■ **The task**
Can you rewrite every line from the one containing "For the audit, pick out each instance of the stone" through the end of the rows, keeping the requests and format lines unchanged but shifting each point coordinate in the answers by -23?

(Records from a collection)
....

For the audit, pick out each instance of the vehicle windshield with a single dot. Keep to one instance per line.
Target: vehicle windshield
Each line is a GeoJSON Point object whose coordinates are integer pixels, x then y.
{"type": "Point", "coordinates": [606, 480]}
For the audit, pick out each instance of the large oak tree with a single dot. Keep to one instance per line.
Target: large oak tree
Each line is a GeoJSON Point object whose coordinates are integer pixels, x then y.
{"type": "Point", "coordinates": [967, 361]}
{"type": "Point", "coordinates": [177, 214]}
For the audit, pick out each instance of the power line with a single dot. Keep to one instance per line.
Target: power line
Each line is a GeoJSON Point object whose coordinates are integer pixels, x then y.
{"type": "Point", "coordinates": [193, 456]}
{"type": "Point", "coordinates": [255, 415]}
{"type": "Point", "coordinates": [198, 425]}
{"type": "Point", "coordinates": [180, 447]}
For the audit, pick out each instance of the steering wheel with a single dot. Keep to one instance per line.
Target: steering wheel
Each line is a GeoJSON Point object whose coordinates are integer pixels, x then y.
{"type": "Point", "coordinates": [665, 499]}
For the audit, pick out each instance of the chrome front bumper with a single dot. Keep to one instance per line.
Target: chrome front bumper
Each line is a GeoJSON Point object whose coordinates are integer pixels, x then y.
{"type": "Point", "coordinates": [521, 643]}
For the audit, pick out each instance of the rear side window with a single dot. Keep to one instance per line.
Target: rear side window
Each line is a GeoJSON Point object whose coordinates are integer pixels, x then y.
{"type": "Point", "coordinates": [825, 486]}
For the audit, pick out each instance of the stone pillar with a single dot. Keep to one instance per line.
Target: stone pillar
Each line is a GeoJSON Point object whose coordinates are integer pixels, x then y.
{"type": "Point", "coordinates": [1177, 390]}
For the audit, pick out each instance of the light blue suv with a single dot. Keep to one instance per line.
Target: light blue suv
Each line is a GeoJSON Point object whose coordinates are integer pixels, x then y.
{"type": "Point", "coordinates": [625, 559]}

....

■ **Task solution**
For the audit, pick out each instance of the stone pillar with a single dot. Keep to one instance per line.
Target: stone pillar
Each line is a GeoJSON Point object whose coordinates are integer pixels, x then y.
{"type": "Point", "coordinates": [1154, 367]}
For the audit, pick out each instance of the light blue suv with a single dot. Keep to one instance per line.
Target: light blue suv
Each line is a GeoJSON Point object whose coordinates are integer pixels, x then y.
{"type": "Point", "coordinates": [602, 536]}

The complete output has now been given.